The problem: Look through the entries for the string "distant", and copy each line that holds it.

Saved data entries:

------------------------------------

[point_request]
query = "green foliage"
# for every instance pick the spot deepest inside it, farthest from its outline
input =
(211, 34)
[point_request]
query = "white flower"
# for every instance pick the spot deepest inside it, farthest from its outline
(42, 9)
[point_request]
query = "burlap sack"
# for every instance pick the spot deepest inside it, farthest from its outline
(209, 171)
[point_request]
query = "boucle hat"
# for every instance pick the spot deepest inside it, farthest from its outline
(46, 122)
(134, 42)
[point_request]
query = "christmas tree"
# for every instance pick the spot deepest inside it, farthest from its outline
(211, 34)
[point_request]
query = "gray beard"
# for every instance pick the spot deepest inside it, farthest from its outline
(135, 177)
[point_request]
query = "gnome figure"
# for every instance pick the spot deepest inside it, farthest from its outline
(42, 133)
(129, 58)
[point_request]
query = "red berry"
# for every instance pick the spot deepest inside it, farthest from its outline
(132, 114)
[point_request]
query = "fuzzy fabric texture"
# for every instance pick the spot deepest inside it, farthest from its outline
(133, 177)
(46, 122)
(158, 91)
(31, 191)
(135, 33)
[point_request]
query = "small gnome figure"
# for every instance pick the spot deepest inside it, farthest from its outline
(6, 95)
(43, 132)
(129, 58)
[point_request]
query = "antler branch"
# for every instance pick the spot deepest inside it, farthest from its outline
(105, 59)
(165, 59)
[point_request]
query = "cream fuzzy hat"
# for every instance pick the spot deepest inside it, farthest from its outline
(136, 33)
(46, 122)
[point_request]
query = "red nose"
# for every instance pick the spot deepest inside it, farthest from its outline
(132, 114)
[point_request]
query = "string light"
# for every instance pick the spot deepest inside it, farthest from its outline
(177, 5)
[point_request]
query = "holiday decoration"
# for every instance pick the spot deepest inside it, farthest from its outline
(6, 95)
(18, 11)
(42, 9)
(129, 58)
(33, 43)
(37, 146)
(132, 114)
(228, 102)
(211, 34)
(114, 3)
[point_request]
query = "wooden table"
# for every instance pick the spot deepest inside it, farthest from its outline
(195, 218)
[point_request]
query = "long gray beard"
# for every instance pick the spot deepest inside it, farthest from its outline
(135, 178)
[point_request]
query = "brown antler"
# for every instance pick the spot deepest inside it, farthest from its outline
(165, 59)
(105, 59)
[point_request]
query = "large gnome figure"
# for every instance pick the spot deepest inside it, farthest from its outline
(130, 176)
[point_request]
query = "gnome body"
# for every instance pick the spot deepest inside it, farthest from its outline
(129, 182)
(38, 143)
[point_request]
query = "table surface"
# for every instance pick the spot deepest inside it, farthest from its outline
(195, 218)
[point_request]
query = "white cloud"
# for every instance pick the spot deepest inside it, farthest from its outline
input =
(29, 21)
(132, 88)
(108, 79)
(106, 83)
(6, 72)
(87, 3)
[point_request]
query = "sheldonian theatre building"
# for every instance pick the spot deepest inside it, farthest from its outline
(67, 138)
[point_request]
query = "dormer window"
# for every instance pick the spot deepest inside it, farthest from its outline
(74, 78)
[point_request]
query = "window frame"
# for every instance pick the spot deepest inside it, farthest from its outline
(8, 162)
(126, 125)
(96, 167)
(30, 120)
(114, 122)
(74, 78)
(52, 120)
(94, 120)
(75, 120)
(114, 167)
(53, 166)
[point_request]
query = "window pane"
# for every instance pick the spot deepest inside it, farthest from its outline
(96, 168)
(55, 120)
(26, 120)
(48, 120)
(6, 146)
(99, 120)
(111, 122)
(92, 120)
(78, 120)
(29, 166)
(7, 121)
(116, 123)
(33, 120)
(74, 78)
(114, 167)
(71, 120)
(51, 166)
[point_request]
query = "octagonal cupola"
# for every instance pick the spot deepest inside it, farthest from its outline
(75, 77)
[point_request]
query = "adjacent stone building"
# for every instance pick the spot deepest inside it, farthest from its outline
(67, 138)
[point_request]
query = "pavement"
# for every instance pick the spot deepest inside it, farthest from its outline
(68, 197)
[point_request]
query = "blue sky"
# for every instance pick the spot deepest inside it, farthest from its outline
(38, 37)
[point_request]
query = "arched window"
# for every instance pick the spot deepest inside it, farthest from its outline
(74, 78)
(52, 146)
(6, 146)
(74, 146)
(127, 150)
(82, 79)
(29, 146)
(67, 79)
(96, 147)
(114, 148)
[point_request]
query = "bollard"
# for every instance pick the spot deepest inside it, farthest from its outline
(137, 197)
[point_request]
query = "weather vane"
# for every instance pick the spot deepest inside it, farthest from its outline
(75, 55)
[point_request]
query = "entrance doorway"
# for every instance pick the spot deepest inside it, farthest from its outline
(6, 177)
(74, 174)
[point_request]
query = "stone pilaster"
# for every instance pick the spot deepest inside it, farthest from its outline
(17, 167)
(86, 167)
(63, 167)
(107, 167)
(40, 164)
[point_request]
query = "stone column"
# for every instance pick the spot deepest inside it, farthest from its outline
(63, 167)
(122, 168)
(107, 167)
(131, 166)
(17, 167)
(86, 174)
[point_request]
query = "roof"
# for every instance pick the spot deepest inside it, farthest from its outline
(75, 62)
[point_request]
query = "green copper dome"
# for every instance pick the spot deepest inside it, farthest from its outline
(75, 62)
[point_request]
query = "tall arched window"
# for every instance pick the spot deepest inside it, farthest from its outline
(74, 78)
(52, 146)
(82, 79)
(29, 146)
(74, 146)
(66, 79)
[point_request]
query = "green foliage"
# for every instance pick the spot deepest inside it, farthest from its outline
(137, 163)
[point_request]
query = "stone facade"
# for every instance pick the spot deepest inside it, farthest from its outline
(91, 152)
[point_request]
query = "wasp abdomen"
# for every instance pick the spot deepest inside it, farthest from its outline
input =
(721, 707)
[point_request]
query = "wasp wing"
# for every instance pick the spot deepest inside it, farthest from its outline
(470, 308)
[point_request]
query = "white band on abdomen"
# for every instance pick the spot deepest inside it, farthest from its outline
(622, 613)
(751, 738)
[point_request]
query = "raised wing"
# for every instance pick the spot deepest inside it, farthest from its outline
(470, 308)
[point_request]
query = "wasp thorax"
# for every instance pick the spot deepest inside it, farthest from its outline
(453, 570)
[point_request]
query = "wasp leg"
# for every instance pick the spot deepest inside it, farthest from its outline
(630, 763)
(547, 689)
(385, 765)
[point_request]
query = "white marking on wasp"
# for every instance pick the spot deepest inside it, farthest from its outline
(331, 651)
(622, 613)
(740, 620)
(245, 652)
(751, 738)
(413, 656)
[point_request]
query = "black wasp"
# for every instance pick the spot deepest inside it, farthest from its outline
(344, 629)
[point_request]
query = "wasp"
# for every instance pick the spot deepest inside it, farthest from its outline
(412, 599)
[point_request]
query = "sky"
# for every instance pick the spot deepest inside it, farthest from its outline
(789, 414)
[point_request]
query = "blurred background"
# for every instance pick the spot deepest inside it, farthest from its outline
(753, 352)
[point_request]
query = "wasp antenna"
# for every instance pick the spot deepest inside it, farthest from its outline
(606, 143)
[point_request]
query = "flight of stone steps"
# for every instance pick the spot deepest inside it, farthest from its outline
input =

------------------------------------

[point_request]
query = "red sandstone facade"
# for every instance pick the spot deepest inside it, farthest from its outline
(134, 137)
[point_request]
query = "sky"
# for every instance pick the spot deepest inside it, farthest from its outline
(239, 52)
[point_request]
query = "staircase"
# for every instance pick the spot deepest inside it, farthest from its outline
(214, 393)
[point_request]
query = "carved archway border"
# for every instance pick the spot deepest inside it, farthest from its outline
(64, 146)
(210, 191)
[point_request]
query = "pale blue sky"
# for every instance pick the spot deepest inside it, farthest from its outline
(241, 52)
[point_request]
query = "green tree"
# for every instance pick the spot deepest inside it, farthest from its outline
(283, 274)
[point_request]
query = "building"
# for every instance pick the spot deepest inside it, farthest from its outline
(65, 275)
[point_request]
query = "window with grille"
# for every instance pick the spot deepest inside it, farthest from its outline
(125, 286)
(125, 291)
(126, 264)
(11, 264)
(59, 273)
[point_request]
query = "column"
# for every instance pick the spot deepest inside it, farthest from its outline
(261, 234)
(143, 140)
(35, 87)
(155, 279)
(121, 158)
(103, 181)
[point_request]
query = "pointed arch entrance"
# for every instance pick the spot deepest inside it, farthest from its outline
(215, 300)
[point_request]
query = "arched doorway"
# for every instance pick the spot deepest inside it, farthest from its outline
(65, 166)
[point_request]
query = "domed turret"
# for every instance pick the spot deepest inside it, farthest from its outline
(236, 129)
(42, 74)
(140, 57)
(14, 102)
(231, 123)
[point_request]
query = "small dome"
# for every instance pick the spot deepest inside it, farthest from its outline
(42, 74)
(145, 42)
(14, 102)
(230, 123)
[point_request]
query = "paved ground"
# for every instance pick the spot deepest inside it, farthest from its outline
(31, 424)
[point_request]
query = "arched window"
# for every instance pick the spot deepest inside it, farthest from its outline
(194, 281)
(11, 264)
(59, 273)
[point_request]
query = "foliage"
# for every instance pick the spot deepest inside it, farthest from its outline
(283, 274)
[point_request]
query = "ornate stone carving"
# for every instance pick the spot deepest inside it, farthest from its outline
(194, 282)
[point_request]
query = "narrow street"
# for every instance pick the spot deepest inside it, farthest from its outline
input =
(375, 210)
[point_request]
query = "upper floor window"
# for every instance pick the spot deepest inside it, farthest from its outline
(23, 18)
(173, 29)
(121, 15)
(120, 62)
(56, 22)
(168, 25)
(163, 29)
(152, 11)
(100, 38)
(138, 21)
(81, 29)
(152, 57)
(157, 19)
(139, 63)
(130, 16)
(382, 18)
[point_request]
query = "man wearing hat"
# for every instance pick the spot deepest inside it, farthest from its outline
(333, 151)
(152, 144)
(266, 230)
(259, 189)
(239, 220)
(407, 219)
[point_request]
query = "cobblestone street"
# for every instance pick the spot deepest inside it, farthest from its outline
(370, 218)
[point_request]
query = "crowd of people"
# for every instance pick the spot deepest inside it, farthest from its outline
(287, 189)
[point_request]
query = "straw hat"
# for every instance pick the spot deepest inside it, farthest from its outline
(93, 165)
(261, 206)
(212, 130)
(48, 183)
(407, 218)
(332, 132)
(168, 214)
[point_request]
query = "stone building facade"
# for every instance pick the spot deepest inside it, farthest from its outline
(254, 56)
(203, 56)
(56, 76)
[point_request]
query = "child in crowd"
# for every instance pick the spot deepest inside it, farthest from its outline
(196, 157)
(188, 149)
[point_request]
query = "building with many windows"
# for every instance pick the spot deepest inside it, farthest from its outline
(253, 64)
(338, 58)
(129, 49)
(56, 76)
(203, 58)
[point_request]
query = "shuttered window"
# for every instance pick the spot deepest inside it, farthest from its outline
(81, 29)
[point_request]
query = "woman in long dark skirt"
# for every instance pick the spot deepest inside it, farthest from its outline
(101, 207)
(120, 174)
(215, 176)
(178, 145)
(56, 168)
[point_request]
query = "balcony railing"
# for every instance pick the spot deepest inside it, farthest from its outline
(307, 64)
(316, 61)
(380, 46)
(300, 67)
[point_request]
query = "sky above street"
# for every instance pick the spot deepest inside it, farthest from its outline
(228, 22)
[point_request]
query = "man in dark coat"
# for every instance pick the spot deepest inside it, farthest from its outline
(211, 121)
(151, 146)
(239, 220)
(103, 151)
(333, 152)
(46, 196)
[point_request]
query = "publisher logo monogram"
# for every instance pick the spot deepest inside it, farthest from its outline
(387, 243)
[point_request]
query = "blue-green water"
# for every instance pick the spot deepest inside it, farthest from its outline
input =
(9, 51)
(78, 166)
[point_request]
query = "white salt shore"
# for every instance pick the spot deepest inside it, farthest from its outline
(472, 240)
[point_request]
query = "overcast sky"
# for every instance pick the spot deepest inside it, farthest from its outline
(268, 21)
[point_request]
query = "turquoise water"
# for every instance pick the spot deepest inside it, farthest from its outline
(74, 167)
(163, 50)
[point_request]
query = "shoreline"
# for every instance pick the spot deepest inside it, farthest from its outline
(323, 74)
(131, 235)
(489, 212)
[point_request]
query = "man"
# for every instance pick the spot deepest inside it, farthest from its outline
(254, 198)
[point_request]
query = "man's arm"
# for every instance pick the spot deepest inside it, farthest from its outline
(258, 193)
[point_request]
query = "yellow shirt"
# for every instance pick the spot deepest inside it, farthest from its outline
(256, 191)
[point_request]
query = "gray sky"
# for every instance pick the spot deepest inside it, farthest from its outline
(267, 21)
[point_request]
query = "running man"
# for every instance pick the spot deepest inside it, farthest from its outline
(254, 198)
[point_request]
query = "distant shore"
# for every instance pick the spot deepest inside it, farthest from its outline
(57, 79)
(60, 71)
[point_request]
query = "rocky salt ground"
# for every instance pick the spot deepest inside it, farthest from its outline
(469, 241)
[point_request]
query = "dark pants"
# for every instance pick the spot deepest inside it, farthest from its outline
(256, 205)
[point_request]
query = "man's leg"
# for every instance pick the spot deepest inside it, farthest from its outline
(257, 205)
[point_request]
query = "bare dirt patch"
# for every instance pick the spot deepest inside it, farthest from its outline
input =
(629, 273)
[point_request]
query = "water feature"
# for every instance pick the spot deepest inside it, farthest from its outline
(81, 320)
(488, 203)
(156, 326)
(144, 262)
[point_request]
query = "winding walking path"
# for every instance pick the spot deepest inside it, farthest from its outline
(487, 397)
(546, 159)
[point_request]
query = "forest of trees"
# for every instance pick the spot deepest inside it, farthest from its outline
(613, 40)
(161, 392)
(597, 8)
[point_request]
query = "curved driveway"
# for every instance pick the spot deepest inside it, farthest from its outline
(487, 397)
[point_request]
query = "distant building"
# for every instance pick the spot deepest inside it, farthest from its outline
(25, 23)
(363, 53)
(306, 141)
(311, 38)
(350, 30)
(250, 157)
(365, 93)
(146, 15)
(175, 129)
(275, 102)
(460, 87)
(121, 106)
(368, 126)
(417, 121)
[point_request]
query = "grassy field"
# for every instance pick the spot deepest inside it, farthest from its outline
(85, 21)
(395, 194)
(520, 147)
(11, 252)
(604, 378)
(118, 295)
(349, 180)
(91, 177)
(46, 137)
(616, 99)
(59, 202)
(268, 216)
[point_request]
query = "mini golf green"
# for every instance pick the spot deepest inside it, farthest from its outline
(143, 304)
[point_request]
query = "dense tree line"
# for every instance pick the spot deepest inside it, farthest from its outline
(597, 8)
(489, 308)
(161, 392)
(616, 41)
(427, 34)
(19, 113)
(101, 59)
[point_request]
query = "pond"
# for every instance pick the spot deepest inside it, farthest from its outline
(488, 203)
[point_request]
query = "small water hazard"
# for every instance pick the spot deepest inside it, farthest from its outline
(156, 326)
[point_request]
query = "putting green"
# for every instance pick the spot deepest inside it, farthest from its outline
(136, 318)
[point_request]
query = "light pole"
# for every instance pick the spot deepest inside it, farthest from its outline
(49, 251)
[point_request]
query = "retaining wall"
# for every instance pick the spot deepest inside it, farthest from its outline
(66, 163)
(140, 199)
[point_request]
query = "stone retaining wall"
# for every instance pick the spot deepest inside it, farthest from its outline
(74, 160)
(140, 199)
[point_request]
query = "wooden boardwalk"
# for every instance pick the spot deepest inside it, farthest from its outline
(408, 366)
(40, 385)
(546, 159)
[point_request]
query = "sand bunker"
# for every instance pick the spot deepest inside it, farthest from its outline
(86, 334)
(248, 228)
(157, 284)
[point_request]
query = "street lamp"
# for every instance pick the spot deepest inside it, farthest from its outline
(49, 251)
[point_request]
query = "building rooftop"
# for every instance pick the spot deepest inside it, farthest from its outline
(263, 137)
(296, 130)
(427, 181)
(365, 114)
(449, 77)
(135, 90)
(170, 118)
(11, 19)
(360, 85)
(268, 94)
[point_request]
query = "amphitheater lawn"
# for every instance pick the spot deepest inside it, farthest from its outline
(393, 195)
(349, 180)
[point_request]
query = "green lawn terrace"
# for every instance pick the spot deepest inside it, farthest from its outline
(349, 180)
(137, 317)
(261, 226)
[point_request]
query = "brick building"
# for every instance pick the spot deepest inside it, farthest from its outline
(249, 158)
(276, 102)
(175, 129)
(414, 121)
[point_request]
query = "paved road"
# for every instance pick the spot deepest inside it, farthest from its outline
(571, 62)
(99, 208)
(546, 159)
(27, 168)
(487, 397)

------------------------------------

Answer space:
query = "distant shore"
query = "distant building"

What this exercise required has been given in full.